Work request: Nothing but an exact copy of the data should be output.

Data:
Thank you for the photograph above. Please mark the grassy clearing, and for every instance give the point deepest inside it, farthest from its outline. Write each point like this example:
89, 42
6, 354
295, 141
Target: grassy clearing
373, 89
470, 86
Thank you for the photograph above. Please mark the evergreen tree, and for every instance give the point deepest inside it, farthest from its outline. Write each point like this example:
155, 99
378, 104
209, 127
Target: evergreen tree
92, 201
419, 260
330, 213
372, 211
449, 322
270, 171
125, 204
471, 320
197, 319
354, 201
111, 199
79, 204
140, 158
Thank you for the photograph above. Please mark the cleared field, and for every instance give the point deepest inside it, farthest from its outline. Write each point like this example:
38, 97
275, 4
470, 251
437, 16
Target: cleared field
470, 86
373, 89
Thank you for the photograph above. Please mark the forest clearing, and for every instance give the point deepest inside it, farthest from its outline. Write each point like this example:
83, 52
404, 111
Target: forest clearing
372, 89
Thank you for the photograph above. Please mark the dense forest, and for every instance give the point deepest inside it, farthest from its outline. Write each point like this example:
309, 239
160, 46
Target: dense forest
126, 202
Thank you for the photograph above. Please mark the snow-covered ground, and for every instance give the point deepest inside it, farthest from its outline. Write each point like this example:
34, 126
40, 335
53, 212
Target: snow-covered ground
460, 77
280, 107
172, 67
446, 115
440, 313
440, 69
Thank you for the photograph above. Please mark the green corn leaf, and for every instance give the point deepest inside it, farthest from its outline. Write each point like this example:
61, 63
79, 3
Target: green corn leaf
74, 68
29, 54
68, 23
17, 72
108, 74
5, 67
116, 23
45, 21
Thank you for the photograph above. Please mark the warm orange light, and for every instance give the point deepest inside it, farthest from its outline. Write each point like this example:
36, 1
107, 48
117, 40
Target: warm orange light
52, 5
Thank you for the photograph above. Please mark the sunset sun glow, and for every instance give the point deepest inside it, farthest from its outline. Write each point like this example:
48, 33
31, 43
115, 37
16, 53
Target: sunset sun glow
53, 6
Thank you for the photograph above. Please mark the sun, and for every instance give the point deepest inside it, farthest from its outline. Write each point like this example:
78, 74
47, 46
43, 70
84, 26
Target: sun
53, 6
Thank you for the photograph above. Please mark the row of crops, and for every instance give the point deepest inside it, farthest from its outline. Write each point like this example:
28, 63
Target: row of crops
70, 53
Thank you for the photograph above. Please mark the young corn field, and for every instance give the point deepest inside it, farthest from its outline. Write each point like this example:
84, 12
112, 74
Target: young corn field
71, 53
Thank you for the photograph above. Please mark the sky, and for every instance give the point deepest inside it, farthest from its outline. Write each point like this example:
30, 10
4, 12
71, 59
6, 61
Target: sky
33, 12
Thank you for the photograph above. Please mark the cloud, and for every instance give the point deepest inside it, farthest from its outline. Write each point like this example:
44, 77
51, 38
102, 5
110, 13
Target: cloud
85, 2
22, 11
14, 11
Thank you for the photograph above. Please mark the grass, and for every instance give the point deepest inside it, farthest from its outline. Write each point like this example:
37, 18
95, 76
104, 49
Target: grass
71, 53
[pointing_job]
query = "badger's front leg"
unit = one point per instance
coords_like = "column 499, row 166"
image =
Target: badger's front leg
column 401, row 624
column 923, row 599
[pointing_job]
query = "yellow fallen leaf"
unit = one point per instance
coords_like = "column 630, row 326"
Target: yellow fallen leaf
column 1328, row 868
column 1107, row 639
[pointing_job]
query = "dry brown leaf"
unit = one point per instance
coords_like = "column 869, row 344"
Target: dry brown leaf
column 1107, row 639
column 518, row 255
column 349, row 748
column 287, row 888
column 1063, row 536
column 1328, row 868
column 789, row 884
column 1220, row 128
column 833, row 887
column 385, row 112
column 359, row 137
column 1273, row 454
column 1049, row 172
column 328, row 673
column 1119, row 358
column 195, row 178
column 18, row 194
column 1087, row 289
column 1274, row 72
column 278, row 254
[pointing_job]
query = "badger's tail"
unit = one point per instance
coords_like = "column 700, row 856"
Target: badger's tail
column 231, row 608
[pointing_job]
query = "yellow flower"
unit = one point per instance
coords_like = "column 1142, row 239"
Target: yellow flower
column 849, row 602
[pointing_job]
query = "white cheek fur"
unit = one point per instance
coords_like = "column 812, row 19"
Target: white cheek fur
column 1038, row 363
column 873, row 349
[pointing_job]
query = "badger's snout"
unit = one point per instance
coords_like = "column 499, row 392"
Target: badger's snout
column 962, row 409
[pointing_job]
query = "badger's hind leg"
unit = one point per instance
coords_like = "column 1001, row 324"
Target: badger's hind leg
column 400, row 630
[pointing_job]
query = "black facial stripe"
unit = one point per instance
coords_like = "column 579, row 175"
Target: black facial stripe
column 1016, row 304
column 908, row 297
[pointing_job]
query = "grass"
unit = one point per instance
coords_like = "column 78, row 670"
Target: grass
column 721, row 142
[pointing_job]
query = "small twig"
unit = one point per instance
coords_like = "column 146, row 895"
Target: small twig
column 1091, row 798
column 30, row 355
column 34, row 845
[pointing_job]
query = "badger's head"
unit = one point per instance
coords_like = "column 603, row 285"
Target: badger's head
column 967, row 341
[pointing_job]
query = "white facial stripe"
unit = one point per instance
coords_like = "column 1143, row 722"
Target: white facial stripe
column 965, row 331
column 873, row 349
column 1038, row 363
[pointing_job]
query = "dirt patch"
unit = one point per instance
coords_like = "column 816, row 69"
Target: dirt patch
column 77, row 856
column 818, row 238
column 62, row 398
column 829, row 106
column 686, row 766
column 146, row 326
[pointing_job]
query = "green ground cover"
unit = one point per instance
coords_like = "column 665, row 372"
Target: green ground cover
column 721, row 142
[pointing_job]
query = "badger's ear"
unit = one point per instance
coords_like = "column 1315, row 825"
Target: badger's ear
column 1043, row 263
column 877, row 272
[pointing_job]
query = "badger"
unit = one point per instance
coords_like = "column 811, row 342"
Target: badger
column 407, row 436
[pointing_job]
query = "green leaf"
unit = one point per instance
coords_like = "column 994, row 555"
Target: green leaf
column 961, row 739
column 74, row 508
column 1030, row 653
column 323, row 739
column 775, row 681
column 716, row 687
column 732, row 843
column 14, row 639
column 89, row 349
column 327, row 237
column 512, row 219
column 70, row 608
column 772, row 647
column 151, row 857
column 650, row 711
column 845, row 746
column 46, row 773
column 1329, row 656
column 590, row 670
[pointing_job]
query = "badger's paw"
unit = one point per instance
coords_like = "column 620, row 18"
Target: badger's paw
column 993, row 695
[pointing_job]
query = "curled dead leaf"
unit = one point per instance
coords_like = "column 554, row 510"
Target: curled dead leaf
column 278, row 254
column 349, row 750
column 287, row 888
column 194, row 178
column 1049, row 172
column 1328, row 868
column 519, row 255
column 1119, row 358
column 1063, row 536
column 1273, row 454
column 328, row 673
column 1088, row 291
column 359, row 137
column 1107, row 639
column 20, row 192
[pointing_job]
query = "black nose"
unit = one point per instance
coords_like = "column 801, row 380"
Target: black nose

Exercise output:
Thank you for the photograph above. Please mark the grassy clearing, and for every instance give the point deepest inside it, farthest from its outline. Write each point like this example:
89, 42
6, 354
295, 141
Target: grassy clearing
373, 89
470, 86
Thank you for the photograph above. Please mark the evergreen tree, and for every instance give the point deepest inside it, farthest from its outline. Write each point like this example:
155, 99
378, 104
209, 127
Target: evergreen tree
92, 201
419, 260
330, 213
372, 211
449, 322
270, 171
125, 204
471, 320
197, 319
354, 201
111, 199
79, 204
140, 158
Thank you for the photograph above. Please mark the cleared field, and for every instance give the point deepest inside it, farthest from its outline. Write each point like this example:
38, 97
275, 4
470, 251
437, 16
Target: cleared field
470, 86
373, 89
Thank you for the photograph above. Please mark the forest clearing, and for every instance give the point deepest inside it, farthest from its outline. Write each point like this example:
83, 52
404, 111
Target: forest clearing
372, 89
Thank you for the photograph above. Please mark the dense forest, and for every instance give the point deepest inside it, farthest from its outline. Write each point like this example:
309, 239
160, 46
Target: dense forest
126, 202
Thank you for the photograph above. Please mark the snow-covered ground, and for every instance give the point deepest inside it, farthest from its outline. Write each point like this example:
34, 126
40, 335
53, 212
Target: snow-covered ground
460, 77
280, 107
172, 67
446, 115
440, 313
440, 69
Thank you for the photograph above. Please mark the green corn leaf, and for every instance give the point deepest inside it, farthest from its outline. Write each point like this example:
61, 63
79, 3
Target: green corn leaf
74, 68
29, 54
68, 23
17, 72
108, 74
5, 67
116, 23
45, 21
Thank you for the photograph above. Please mark the warm orange light, and for every instance give the point deepest inside it, farthest from its outline. Write each point like this example:
36, 1
107, 48
117, 40
Target: warm orange light
52, 5
Thank you for the photograph above. Please mark the sunset sun glow, and for every instance give the point deepest inside it, farthest from its outline. Write each point like this example:
48, 33
31, 43
115, 37
16, 53
Target: sunset sun glow
53, 6
Thank you for the photograph above. Please mark the sun, and for every instance give the point deepest inside it, farthest from its outline. Write each point like this example:
78, 74
47, 46
43, 70
84, 26
Target: sun
53, 6
Thank you for the photograph above. Please mark the row of crops, and for every instance give the point deepest inside it, farthest from its outline. Write each point like this example:
28, 63
Target: row of crops
70, 53
Thank you for the photograph above. Please mark the young corn field, and for every instance give the point deepest inside it, farthest from its outline. Write each point like this example:
84, 12
112, 74
Target: young corn field
71, 53
Thank you for the photograph above. Please mark the sky, and for every instance give the point deepest inside it, farthest from its outline. Write each point like this example:
30, 10
4, 12
71, 59
6, 61
Target: sky
33, 12
Thank you for the photograph above. Please mark the cloud, and for every instance give the point deepest inside it, farthest from its outline. Write each point like this example:
44, 77
51, 38
102, 5
110, 13
Target: cloud
85, 2
22, 11
14, 11
Thank you for the photograph above. Please mark the grass, and for every instance give the point deepest inside it, farthest from its outline. Write each point like this example:
37, 18
95, 76
104, 49
Target: grass
71, 53
[pointing_job]
query = "badger's front leg"
unit = one point per instance
coords_like = "column 499, row 166"
image =
Target: badger's front leg
column 401, row 624
column 923, row 599
[pointing_job]
query = "yellow fallen leaf"
unit = one point per instance
coords_like = "column 630, row 326"
Target: yellow fallen leaf
column 1328, row 868
column 1107, row 639
[pointing_job]
query = "dry brown leaf"
unit = one point per instance
coords_like = "column 869, row 344"
Target: dry brown leaf
column 1107, row 639
column 518, row 255
column 349, row 748
column 287, row 888
column 1063, row 536
column 1328, row 868
column 789, row 884
column 1220, row 128
column 833, row 887
column 385, row 112
column 359, row 137
column 1273, row 454
column 1049, row 172
column 328, row 673
column 1119, row 358
column 195, row 178
column 18, row 194
column 1087, row 289
column 1274, row 72
column 278, row 254
[pointing_job]
query = "badger's tail"
unit = one point per instance
coords_like = "column 700, row 856"
Target: badger's tail
column 231, row 608
[pointing_job]
query = "yellow flower"
unit = one point per instance
coords_like = "column 1142, row 239"
Target: yellow flower
column 849, row 602
[pointing_job]
query = "white cheek fur"
unit = one point per instance
coords_like = "column 812, row 19"
Target: white cheek fur
column 1038, row 363
column 873, row 349
[pointing_job]
query = "badger's snout"
unit = one point per instance
coords_like = "column 499, row 392"
Target: badger's snout
column 962, row 409
[pointing_job]
query = "badger's hind leg"
unit = one point per instance
coords_like = "column 1001, row 324"
Target: badger's hind leg
column 400, row 630
[pointing_job]
query = "black facial stripe"
unit = one point per instance
coords_like = "column 579, row 175"
Target: black facial stripe
column 1016, row 304
column 908, row 297
[pointing_job]
query = "grass"
unit = one point per instance
coords_like = "column 78, row 670"
Target: grass
column 721, row 142
[pointing_job]
query = "small twig"
unit = one point per instance
coords_like = "column 146, row 895"
Target: small twig
column 1091, row 798
column 30, row 355
column 34, row 845
[pointing_job]
query = "badger's head"
unit = one point per instance
coords_like = "column 603, row 285"
Target: badger's head
column 967, row 341
[pointing_job]
query = "white facial stripe"
unit = one point per instance
coords_like = "column 1143, row 722"
Target: white facial stripe
column 965, row 331
column 873, row 349
column 1038, row 363
[pointing_job]
query = "dirt patch"
unit = one point per instance
coords_like = "column 816, row 69"
Target: dirt patch
column 77, row 856
column 818, row 238
column 62, row 398
column 829, row 106
column 686, row 766
column 146, row 326
[pointing_job]
query = "green ground cover"
unit = one point per instance
coords_like = "column 665, row 372"
Target: green ground cover
column 721, row 142
[pointing_job]
query = "badger's ear"
unit = one point per instance
coords_like = "column 1315, row 825"
Target: badger's ear
column 1043, row 263
column 877, row 272
[pointing_job]
query = "badger"
unit = one point per instance
coords_like = "column 811, row 342"
Target: badger
column 407, row 436
[pointing_job]
query = "green leaf"
unit = one point per instance
coords_like = "column 994, row 555"
Target: green leaf
column 961, row 739
column 74, row 508
column 1030, row 653
column 323, row 739
column 775, row 681
column 716, row 687
column 732, row 843
column 14, row 639
column 89, row 349
column 327, row 237
column 512, row 219
column 70, row 608
column 772, row 647
column 151, row 857
column 650, row 711
column 845, row 746
column 46, row 773
column 1329, row 656
column 590, row 670
[pointing_job]
query = "badger's paw"
unit = one point per instance
coords_like = "column 620, row 18"
Target: badger's paw
column 993, row 695
[pointing_job]
query = "curled dead leaf"
unit = one point per instance
coords_like = "column 554, row 510"
Target: curled dead leaf
column 278, row 254
column 349, row 750
column 287, row 888
column 194, row 178
column 1049, row 172
column 1328, row 868
column 519, row 255
column 1119, row 358
column 1063, row 536
column 1273, row 454
column 328, row 673
column 1088, row 291
column 359, row 137
column 1107, row 639
column 20, row 192
[pointing_job]
query = "black nose"
unit = one point per instance
coords_like = "column 801, row 380"
Target: black nose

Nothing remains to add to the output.